* Problema posto 1 *
Rispondi, per favore, a queste domande sul brano proposto:
(a) In quale mese si dovrebbero tenere le elezioni, secondo Lizdek?
(b) A chi è stata chiesta la parte in animazione?
(c) Quanti anni aveva Zoran quando è finita la sua guerra?

* Brano proposto *
★ ★ ★ ★

Lizdek dice, in collegamento: “Questo albergo è storico anche per eventi sportivi epocali come i Giochi Olimpici, ma è ricordato per essere stato il fulcro della guerra e dell’assedio, è diventato il simbolo e l’icona della città di Sarajevo. La situazione attuale è un gioco molto delicato, una sfida. E’ l’anno delle elezioni, che si dovrebbero tenere a ottobre, e c’è tensione sia in campo politico che nei media. La gente comune pensa che la guerra non sia e non debba essere un’opzione, il paese è troppo povero e non potrebbe sopportarla. Si pensa che la Bosnia debba restare neutrale”.
Accanto al repertorio, c’è una parte in animazione: “L’abbiamo chiesta a Zoran – dice ancora Cupisti – lui fa quello. E lì c’è il suo racconto personale. Abbiamo preferito usare un suo disegno piuttosto che immagini di stock, il fatto stesso che fosse il suo tratto diventava importante per raccontare i suoi sentimenti. Ci rivela tante cose che magari Zoran a parole non direbbe”.
“La mia guerra è finita quando avevo diciassette anni – conclude Zoran – ora che ne ho quarantatré, i colpi di mortaio li sento ancora. Arrivano da un altro paese che, come il mio, si sente parte dell’Europa”.

★ ★ ★ ★

* Materiale estratto *
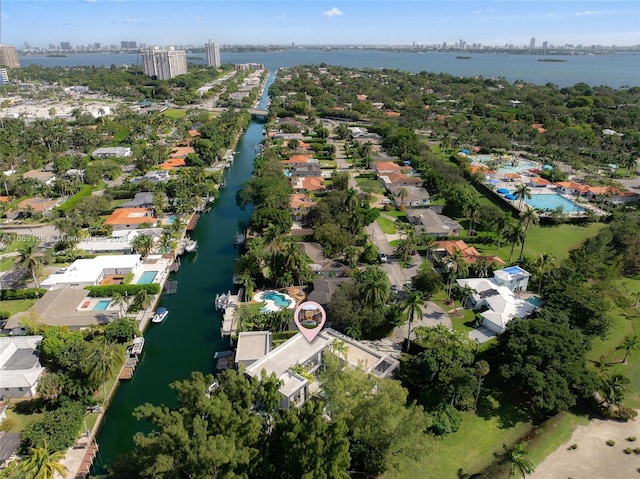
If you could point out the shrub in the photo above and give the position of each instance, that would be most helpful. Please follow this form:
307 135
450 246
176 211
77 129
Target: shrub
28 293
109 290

★ ★ ★ ★

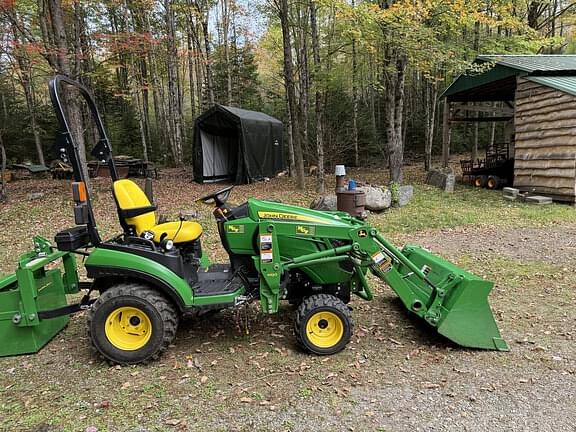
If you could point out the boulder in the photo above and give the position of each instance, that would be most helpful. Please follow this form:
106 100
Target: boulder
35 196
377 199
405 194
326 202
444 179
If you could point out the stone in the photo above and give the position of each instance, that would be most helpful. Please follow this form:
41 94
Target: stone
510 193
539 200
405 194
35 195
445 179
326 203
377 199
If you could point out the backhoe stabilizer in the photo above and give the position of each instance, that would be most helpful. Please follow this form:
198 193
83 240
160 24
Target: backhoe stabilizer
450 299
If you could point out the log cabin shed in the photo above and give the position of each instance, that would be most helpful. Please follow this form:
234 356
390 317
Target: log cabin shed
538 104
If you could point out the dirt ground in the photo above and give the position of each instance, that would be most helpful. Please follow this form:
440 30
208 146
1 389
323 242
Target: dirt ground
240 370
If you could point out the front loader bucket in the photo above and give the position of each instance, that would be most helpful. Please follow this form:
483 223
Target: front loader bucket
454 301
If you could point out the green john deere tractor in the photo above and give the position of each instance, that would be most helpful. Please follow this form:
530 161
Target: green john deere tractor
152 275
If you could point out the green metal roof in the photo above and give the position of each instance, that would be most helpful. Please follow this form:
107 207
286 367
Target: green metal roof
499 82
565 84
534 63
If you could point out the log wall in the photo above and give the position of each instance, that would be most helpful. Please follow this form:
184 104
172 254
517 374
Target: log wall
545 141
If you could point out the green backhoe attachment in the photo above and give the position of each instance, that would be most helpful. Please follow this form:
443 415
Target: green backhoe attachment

★ ★ ★ ★

* Problema posto 2 *
Riscrivi il tratto dell'elenco dalla riga che contiene "If you could point out the green john" fino a quella che contiene "Target: green backhoe attachment", estremi compresi. Sostituisci "photo" con "image" e lascia invariato tutto il resto.

* Risposta 1 *
(a) A ottobre.
(b) A Zoran.
(c) Diciassette.

* Risposta 2 *
If you could point out the green john deere tractor in the image above and give the position of each instance, that would be most helpful. Please follow this form:
530 161
Target: green john deere tractor
152 275
If you could point out the green metal roof in the image above and give the position of each instance, that would be most helpful. Please follow this form:
107 207
286 367
Target: green metal roof
499 82
565 84
534 63
If you could point out the log wall in the image above and give the position of each instance, that would be most helpful. Please follow this form:
184 104
172 254
517 374
Target: log wall
545 141
If you could point out the green backhoe attachment in the image above and give the position of each instance, that would be most helpful. Please follow this form:
443 415
Target: green backhoe attachment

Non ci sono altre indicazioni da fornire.